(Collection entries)
==================================================
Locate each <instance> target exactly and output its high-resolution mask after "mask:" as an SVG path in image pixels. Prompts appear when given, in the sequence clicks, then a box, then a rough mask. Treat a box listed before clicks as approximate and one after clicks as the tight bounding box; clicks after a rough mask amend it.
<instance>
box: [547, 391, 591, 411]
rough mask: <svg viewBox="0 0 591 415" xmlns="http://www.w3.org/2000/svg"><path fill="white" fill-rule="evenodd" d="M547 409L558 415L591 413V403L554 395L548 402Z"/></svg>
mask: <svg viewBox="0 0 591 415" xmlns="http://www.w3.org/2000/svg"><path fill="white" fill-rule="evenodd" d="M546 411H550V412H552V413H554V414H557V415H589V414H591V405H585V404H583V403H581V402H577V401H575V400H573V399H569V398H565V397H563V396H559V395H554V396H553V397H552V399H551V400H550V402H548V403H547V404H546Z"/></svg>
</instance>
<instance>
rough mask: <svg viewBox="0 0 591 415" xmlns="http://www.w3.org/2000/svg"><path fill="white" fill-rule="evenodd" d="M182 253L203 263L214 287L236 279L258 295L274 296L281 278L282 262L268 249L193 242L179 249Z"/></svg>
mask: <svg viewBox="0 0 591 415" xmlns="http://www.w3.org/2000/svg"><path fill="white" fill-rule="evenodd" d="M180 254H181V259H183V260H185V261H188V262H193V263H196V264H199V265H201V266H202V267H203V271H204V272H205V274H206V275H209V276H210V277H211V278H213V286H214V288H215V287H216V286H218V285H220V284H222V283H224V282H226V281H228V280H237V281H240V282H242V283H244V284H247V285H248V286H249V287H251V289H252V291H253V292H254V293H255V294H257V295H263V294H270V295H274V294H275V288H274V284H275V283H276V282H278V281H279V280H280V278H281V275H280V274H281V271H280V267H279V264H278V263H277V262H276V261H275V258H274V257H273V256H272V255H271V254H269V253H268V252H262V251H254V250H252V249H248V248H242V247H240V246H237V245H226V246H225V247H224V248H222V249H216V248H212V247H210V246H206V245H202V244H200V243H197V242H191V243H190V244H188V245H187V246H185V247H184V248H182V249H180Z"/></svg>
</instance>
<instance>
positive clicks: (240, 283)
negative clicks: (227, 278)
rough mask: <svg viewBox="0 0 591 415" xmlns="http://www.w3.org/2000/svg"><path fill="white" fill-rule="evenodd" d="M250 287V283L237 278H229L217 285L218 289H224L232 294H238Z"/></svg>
==================================================
## What is expected
Find every line in the items above that contains the string "http", and copy each of those lines.

## Task result
rough mask: <svg viewBox="0 0 591 415" xmlns="http://www.w3.org/2000/svg"><path fill="white" fill-rule="evenodd" d="M547 409L558 415L591 413V403L554 395L548 402Z"/></svg>
mask: <svg viewBox="0 0 591 415" xmlns="http://www.w3.org/2000/svg"><path fill="white" fill-rule="evenodd" d="M546 411H550V412H552V413H554V414H557V415H589V414H591V405H585V404H583V403H581V402H577V401H575V400H573V399H569V398H565V397H563V396H559V395H554V396H553V397H552V399H551V400H550V402H548V403H547V404H546Z"/></svg>
rough mask: <svg viewBox="0 0 591 415" xmlns="http://www.w3.org/2000/svg"><path fill="white" fill-rule="evenodd" d="M182 253L203 263L214 287L236 279L258 295L274 296L281 278L282 262L268 249L193 242L179 249Z"/></svg>
mask: <svg viewBox="0 0 591 415" xmlns="http://www.w3.org/2000/svg"><path fill="white" fill-rule="evenodd" d="M180 254H181V259H183V260H185V261H188V262H193V263H196V264H199V265H201V266H202V267H203V271H204V272H205V274H206V275H209V276H210V277H211V278H213V286H214V288H215V287H216V286H218V285H220V284H222V283H224V282H226V281H228V280H237V281H240V282H242V283H244V284H247V285H248V286H249V287H251V289H252V291H253V292H254V293H255V294H257V295H263V294H270V295H274V294H275V288H274V284H275V283H276V282H278V281H279V280H280V278H281V275H280V274H281V271H280V267H279V264H278V263H277V262H276V261H275V258H274V257H273V256H272V255H271V254H269V253H268V252H262V251H254V250H252V249H248V248H242V247H240V246H237V245H226V246H225V247H224V248H222V249H216V248H212V247H210V246H206V245H202V244H200V243H197V242H191V243H190V244H188V245H187V246H185V247H184V248H182V249H180Z"/></svg>
rough mask: <svg viewBox="0 0 591 415" xmlns="http://www.w3.org/2000/svg"><path fill="white" fill-rule="evenodd" d="M250 287V283L237 278H229L217 285L218 289H224L232 294H238Z"/></svg>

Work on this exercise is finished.